▶ **What to work on**: Copy all of the lines below, multiplying every point coordinate in the answers by 1.3 and rounding to whole numbers, with halves rounded up. Keep every other line unchanged, including the sample coordinates.

▶ **Source records**:
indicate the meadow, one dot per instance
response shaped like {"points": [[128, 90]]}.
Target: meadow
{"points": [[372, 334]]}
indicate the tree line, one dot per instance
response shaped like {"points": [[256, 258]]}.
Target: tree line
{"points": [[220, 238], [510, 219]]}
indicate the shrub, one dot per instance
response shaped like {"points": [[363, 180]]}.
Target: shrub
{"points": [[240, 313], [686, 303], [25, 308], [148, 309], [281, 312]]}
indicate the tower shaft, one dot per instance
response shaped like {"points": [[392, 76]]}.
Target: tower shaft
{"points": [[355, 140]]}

▶ **Result for this task**:
indicate the meadow, one dot per instance
response shaped like {"points": [[128, 90]]}.
Target: meadow
{"points": [[484, 434]]}
indicate the tree line, one dot per instance
response shaped like {"points": [[256, 258]]}.
Target: tree line
{"points": [[286, 309], [663, 285]]}
indicate the shrub, one dot per instance
response shaped like {"points": [[363, 180]]}.
Target: shrub
{"points": [[312, 407], [892, 394], [33, 400], [192, 402], [365, 406]]}
indicate the tower shaft, one dot per instance
response shaped like {"points": [[392, 76]]}.
Target: tower shaft
{"points": [[462, 182]]}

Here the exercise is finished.